# DATA FOR ANALYSIS:
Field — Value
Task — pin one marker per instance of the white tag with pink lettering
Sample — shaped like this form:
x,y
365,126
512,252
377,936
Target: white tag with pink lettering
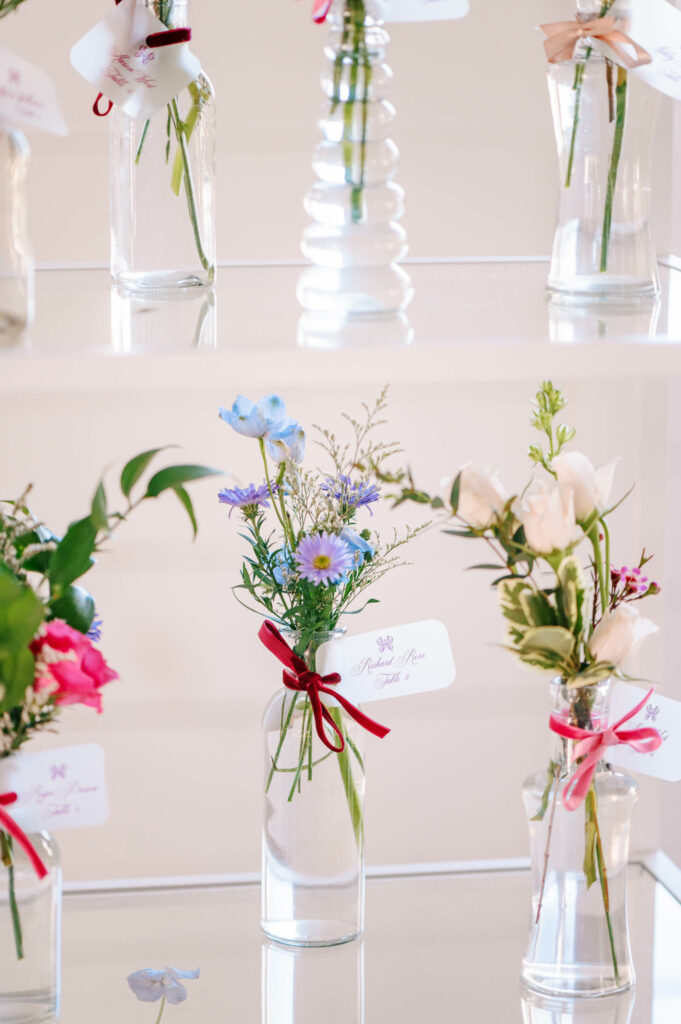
x,y
422,10
115,57
392,663
27,95
660,713
56,790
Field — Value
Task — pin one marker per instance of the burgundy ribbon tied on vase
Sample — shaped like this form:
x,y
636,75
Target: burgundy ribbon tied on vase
x,y
563,37
592,747
298,677
8,824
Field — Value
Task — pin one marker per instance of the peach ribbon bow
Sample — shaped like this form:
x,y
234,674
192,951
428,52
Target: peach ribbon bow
x,y
563,37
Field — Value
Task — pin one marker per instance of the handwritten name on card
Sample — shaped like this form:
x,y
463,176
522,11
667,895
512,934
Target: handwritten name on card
x,y
56,790
114,57
390,663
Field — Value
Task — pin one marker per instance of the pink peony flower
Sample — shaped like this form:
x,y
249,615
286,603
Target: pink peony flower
x,y
68,665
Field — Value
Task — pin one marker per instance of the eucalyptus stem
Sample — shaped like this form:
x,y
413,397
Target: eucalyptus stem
x,y
7,858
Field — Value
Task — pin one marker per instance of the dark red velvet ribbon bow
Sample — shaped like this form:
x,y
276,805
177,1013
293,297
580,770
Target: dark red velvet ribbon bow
x,y
8,824
298,677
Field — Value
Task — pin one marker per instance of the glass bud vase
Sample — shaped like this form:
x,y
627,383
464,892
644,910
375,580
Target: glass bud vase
x,y
30,932
604,119
355,241
312,833
579,942
16,267
163,186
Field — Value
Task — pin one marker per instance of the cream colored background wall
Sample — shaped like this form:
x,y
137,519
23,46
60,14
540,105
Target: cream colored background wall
x,y
181,727
474,130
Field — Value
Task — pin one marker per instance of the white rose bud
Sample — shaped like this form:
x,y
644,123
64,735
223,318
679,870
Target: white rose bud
x,y
481,496
547,512
591,486
619,634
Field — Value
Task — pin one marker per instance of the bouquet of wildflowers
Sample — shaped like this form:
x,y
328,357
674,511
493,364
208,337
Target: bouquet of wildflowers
x,y
309,559
576,619
48,625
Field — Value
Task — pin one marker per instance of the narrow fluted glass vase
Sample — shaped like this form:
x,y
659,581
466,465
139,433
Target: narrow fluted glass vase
x,y
604,118
579,941
312,829
163,185
30,932
355,242
16,266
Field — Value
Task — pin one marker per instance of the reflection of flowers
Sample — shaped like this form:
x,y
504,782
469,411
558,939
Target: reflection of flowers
x,y
323,558
150,985
69,666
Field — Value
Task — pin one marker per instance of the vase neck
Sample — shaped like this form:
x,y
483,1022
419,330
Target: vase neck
x,y
585,707
174,13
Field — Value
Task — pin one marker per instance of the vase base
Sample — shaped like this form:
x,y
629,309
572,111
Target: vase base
x,y
159,282
575,983
28,1009
310,933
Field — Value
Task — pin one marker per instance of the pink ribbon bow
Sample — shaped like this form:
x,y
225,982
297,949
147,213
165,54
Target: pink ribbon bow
x,y
563,37
8,824
592,747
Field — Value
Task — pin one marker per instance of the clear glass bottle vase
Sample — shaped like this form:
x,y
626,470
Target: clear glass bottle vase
x,y
30,932
312,830
16,266
579,941
604,119
163,185
355,241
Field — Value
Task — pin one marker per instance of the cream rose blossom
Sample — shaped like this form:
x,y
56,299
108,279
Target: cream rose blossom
x,y
619,634
591,487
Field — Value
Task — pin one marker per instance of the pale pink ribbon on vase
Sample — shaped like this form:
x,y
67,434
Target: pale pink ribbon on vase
x,y
563,37
592,747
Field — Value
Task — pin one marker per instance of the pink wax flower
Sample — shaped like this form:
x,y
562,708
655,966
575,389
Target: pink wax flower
x,y
68,665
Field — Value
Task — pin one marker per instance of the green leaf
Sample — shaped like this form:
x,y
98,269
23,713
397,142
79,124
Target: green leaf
x,y
454,495
73,555
16,674
185,502
98,509
548,639
76,606
175,476
134,469
20,614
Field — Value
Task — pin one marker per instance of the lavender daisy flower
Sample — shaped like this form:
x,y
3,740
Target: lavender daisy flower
x,y
351,495
246,499
324,558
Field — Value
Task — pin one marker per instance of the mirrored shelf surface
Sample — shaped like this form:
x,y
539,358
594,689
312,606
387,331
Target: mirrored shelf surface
x,y
441,945
468,322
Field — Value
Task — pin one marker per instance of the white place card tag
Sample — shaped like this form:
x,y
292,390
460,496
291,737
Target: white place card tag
x,y
115,57
56,790
422,10
27,95
660,713
655,26
391,663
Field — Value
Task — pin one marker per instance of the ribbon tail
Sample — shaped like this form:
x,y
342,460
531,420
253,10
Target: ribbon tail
x,y
9,825
364,720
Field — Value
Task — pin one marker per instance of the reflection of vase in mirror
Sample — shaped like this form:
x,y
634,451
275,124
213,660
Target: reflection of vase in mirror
x,y
577,322
329,331
318,985
545,1010
142,325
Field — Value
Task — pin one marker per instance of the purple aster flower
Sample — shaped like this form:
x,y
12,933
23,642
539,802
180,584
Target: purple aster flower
x,y
324,558
247,499
94,632
351,495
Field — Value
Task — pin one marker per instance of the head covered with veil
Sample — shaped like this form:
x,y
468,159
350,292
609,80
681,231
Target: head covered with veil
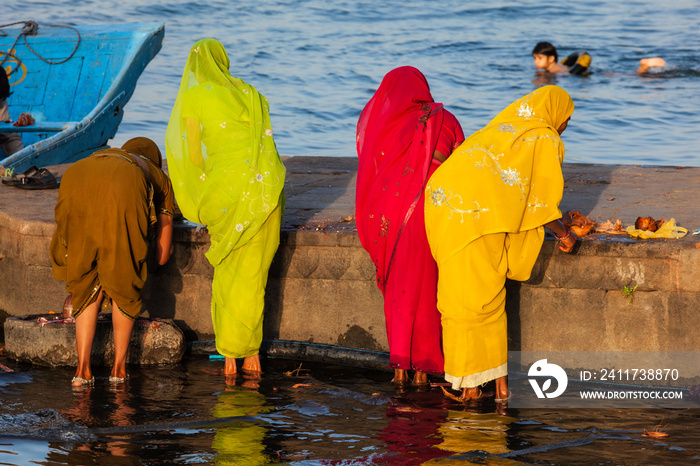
x,y
222,158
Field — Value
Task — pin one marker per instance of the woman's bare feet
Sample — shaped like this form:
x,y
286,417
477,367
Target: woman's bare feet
x,y
471,393
502,393
420,379
646,63
252,364
230,368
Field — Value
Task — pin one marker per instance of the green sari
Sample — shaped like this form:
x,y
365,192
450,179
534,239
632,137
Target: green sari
x,y
227,175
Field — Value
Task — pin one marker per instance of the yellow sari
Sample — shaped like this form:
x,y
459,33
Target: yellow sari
x,y
484,214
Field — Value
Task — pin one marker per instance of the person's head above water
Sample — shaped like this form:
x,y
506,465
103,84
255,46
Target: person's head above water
x,y
546,58
544,54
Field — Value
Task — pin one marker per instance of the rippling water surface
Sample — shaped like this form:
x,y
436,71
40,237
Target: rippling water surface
x,y
318,62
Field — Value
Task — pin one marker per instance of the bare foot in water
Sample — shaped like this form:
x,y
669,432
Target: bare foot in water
x,y
400,376
230,368
420,379
646,63
252,364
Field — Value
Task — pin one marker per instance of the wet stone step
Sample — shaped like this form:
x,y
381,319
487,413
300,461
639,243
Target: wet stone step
x,y
45,340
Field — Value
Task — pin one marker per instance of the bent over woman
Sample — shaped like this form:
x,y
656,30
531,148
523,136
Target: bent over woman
x,y
228,176
485,210
106,204
403,135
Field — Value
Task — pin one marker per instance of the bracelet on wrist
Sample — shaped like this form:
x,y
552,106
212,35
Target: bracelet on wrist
x,y
565,235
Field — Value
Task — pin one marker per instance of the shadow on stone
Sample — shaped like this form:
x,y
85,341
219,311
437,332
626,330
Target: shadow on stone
x,y
153,341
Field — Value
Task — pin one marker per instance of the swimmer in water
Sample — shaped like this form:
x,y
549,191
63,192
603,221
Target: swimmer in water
x,y
546,59
646,63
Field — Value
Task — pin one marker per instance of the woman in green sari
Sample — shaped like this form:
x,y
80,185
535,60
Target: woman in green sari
x,y
227,175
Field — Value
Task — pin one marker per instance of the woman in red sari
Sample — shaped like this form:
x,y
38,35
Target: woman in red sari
x,y
402,137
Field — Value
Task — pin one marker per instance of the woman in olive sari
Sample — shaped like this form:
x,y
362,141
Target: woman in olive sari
x,y
485,212
106,204
228,176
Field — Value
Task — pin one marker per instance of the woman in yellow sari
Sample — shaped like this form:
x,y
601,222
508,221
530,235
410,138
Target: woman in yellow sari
x,y
485,212
228,176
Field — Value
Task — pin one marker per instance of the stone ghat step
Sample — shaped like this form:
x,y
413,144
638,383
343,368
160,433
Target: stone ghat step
x,y
153,341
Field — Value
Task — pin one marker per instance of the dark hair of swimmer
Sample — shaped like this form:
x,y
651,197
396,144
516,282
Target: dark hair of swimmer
x,y
547,49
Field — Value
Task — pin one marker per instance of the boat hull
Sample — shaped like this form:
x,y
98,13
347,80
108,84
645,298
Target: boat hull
x,y
79,104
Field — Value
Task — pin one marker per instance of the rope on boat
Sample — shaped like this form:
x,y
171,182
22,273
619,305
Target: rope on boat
x,y
31,28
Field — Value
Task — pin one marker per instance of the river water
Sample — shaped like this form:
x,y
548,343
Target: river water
x,y
319,62
303,413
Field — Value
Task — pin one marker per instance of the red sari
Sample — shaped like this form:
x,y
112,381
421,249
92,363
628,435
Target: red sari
x,y
398,132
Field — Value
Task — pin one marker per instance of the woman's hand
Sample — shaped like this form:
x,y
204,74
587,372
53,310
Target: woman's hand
x,y
164,238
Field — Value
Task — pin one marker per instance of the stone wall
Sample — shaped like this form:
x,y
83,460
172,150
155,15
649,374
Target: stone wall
x,y
322,289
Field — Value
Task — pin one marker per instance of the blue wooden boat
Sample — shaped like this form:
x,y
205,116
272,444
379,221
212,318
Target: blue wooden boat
x,y
77,104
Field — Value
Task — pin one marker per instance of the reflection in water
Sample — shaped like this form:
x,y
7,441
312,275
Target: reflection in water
x,y
465,431
327,415
240,442
412,434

# WORK ITEM:
Pictures excluded, repeat exactly the lines from the top of the material through the line with "Task — pin one marker per instance of the burgundy", including both of those lines.

# OUTPUT BELOW:
Field — Value
Task — pin one marker per instance of the white tag with pink lettering
Sample — shaped like this form:
x,y
365,126
512,252
377,936
Target: white tag with pink lettering
x,y
422,10
115,57
392,663
27,95
660,713
56,790
Field — Value
Task — pin one marker per instance of the burgundy ribbon tied on vase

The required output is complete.